→ **EXTRACT TO READ**
-- Opening Marker --

This article is a bad example, it has been retracted. See here. But this doesn't matter for the methods. This is usually done by so called "genome wide association studies". There you compare the regulation of your group of interest with a "normal" group to find genes which are differently expressed. This is something we did: We overexpressed a transcription factor in a cell line and compared it to the untransfected cell line, which doesn't have this factor. The comparision brings up differently expressed genes. This is either done with microarrays or today more like by ChIP-sequencing (let me know, if you want to know more, I can go into the details).

When you analyze such data, you first cut-off all data, which is below a certain threshold to be sure, that you reduce the number of false positives. A low threshold for the recognition of changes means that you are more likely to have false positive genes in your final list. This might happen due to changes in the cell or the conditions, secondary effects and so on. And you will also have signals, which appear statistically and which are false positive.

If you choose your threshold too high, you will reduce the number of false positives, but on the downside you will also generate false negatives, since you refuse genes which only have a relatively low change but are real. The balance between this is not always easy. As a rule of thumb usually everything which changes at least twofold in expression is used (unless you control better).

Even when filtered, the output of the experiment will still contain some false positives. Then you will also record some secondary effects, meaning that you gene of interest regulates a second, which regulates a third. Since both will come up in the analysis, it will look like that the third gene is regulated by the first (and not the second, as it would be correct). And these are the reasons why usually every intereaction between two genes (or better: Between a protein and a gene when talking about a transcription factor or two proteins) needs to be verified in the wet lab. And this is work, which can be pretty hard.

-- Closing Marker --

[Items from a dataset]
-- Opening Marker --

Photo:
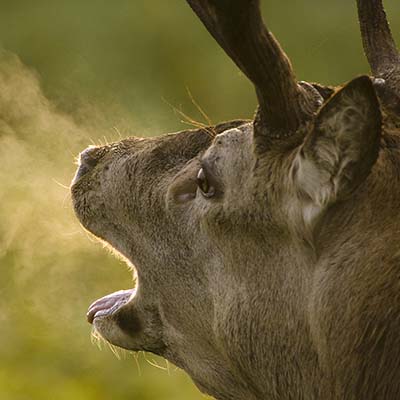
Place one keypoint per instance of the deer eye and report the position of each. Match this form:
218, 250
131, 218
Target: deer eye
206, 189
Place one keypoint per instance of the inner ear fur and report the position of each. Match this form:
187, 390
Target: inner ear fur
338, 154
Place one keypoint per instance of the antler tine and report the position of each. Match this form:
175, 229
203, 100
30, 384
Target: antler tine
238, 27
378, 42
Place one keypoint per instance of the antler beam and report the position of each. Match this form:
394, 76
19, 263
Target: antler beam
379, 45
238, 27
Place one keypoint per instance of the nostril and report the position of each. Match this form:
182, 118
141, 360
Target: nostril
89, 157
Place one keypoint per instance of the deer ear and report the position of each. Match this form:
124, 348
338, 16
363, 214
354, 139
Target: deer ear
339, 153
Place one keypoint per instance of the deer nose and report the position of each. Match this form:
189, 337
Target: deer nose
88, 159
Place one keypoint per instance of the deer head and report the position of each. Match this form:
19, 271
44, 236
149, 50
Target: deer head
266, 251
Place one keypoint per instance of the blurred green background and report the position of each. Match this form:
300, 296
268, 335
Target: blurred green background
78, 72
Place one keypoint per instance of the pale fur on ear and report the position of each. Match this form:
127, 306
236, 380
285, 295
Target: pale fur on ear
338, 154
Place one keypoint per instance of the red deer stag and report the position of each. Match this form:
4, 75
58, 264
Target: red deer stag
267, 257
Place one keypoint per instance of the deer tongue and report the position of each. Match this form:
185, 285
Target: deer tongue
109, 304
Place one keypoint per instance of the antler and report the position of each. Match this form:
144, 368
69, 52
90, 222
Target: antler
238, 27
379, 45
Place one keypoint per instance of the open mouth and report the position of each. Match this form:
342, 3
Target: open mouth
109, 304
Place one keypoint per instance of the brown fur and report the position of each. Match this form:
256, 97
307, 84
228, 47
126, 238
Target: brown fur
285, 284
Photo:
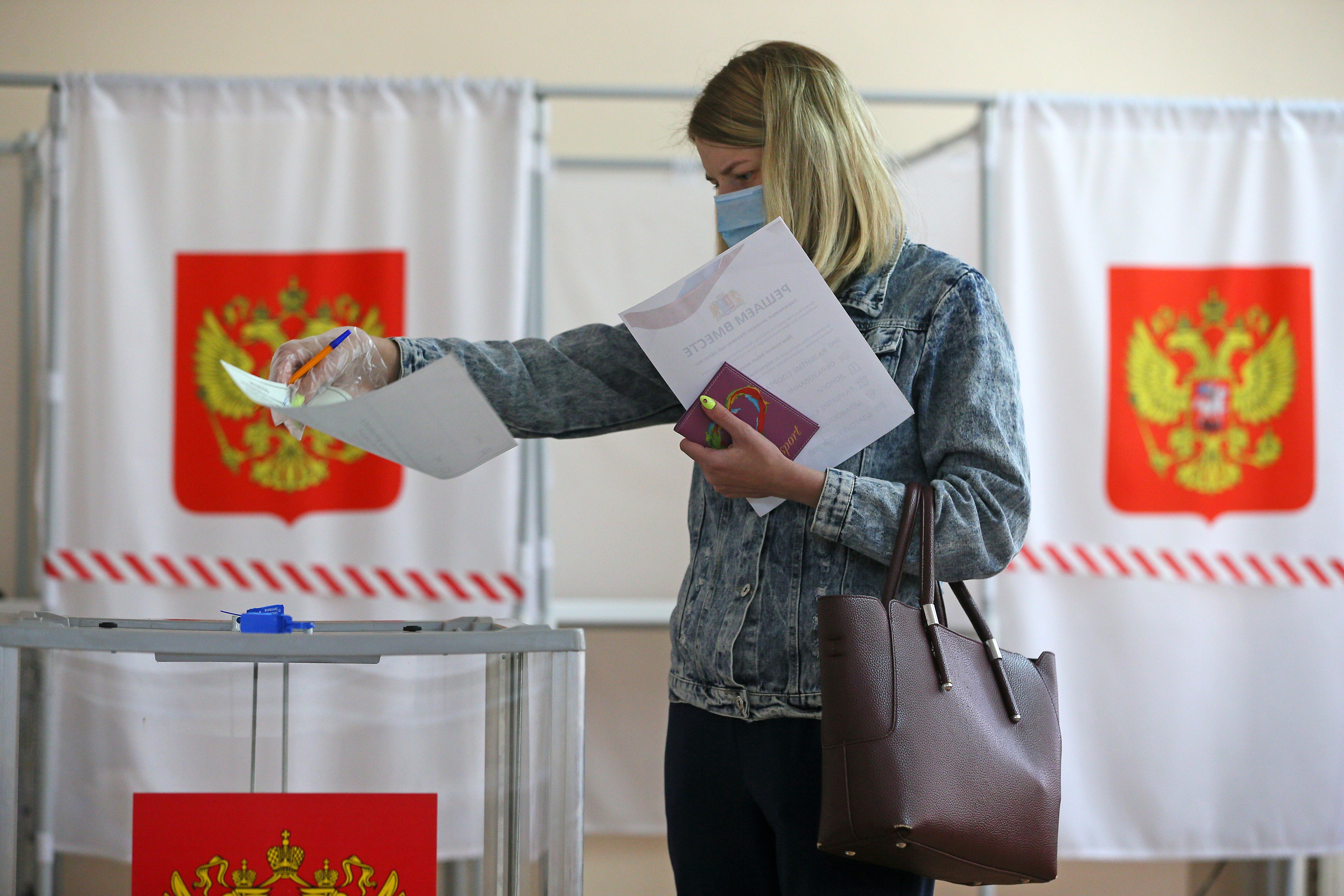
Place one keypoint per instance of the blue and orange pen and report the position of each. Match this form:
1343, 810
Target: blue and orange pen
319, 356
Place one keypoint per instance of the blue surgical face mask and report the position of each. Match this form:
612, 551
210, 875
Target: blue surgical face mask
741, 214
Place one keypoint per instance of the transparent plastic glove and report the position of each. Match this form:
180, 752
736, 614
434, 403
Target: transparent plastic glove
355, 367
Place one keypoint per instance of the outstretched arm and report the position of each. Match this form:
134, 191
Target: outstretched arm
584, 382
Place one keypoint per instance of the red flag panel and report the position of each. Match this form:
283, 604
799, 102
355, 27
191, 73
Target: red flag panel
282, 844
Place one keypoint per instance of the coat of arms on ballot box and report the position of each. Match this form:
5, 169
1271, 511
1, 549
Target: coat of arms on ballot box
1212, 394
284, 845
240, 308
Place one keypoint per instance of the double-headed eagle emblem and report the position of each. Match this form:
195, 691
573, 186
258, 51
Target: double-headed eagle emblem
285, 862
248, 443
1214, 387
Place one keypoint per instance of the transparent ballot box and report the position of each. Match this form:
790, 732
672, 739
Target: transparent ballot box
533, 701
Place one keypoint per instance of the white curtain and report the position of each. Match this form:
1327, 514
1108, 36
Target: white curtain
1147, 254
249, 201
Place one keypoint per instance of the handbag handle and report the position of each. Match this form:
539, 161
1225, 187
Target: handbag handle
920, 502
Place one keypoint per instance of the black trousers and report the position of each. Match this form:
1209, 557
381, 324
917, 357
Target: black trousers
743, 804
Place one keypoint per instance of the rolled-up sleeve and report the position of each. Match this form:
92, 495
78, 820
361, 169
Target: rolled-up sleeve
584, 382
972, 441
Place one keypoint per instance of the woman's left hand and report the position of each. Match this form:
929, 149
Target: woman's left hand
752, 467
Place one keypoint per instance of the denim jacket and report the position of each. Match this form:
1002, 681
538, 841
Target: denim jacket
745, 627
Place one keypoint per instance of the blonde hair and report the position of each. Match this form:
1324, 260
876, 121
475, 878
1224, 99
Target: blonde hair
822, 164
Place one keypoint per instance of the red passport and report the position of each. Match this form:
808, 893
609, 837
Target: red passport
745, 400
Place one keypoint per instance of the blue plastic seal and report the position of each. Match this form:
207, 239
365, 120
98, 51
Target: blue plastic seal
269, 620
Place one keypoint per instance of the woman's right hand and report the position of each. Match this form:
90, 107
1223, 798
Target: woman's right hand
359, 365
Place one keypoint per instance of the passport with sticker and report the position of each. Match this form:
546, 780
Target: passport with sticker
745, 400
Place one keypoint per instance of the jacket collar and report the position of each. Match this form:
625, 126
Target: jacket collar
867, 293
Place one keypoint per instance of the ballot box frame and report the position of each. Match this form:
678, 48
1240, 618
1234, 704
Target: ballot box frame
534, 717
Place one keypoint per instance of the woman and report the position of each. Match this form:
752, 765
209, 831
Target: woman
781, 132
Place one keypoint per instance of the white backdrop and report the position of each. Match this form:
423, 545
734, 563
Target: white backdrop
1199, 720
433, 170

-- Closing Marker --

→ **ABOUT THIS EXERCISE**
Using the text on finding differently expressed genes, decide whether each statement agrees with it: 1. Setting the threshold too high can create false negatives. 2. After filtering, the output no longer contains false positives. 3. The usual rule of thumb keeps genes whose expression changes at least threefold. Answer yes or no for each, quoting the words from the text that decide it.

→ **SOLUTION**
1. Yes: "you will also generate false negatives, since you refuse genes which only have a relatively low change but are real"
2. No: "Even when filtered, the output of the experiment will still contain some false positives."
3. No: "As a rule of thumb usually everything which changes at least twofold in expression is used"